▸ Given task 1
According to the corn planter restoration thread, what was done to remove paint and rust from some of the parts?

▸ Excerpt provided
(begin)
# C221 IH Mounted Corn Planter restoration project



## 560Dennis (Aug 31, 2021)

Dug the old drill type corn planter out the barn to give it going over .i never ran it in my youth. But I think it’s worth the effort to revived back operation.
issues
Fertilizer tanks rusted out.
paint is almost all gone.
square chain drive wheel on left side binds and lifts off driven spocket.
I you got one add comments as to what you know eager to learn .
Some stuff isn’t in manual !


----------



## mrfred (Jul 5, 2011)

Can't help but good luck in the restoration. Very interesting


----------



## 560Dennis (Aug 31, 2021)

Workin on the Richmond seed hopper , clean out the residue of crow repell that was left, in the inside all these year so I can paint it. 
I used a roaster pan with water and purp power degreaser and Turkey fryer burner to bowl it out. Came
















out good


----------



## pogobill (Jan 31, 2012)

Looks like the bits and pieces are in good shape. Things were built to last, back in the day!


----------



## 560Dennis (Aug 31, 2021)

Did some electrolysis’ on these parts to remove paint and rust .


----------



## 560Dennis (Aug 31, 2021)

Slow going . Im happy for the the chance to show it even if I’m still working on it . The implements are very hard and time consu .


----------
(end)
▸ Records provided
(begin)
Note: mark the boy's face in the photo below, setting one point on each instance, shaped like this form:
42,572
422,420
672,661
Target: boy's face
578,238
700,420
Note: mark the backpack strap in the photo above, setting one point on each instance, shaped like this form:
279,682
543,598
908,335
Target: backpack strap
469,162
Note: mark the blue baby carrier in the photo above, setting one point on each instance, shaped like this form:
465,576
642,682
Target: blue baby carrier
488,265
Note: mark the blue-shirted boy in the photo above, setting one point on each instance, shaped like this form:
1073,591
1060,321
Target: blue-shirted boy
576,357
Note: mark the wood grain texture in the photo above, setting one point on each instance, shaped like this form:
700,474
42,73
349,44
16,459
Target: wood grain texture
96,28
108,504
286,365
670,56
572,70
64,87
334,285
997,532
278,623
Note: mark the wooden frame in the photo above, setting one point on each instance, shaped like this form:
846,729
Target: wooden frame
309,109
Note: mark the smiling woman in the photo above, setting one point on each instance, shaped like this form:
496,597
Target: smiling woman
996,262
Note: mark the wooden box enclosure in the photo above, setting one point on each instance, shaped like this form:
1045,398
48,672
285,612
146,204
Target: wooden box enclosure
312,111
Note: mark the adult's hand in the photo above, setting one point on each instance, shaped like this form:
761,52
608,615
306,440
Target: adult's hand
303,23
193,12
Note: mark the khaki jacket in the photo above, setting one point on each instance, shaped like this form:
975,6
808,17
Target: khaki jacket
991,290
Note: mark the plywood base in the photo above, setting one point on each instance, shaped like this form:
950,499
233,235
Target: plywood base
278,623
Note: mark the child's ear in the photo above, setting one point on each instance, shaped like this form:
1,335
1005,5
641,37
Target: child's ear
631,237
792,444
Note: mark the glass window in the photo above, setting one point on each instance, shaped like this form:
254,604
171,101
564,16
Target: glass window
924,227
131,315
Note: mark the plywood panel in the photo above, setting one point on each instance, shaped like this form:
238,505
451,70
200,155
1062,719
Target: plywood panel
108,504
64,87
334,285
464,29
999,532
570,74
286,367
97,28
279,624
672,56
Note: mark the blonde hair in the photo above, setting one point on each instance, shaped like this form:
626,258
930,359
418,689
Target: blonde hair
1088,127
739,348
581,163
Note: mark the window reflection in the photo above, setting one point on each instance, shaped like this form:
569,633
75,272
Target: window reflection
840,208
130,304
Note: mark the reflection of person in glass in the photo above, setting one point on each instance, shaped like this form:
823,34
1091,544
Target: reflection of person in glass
(end)
▸ Given task 2
Give the rows as a JSON list of strings, one string per line, starting with the line that contains "Note: mark the window" and ending with the last line of the rows.

▸ Written response 1
Electrolysis was used on them.

▸ Written response 2
[
  "Note: mark the window reflection in the photo above, setting one point on each instance, shaped like this form:",
  "569,633",
  "75,272",
  "Target: window reflection",
  "840,208",
  "130,304",
  "Note: mark the reflection of person in glass in the photo above, setting one point on each instance, shaped like this form:",
  "823,34",
  "1091,544",
  "Target: reflection of person in glass"
]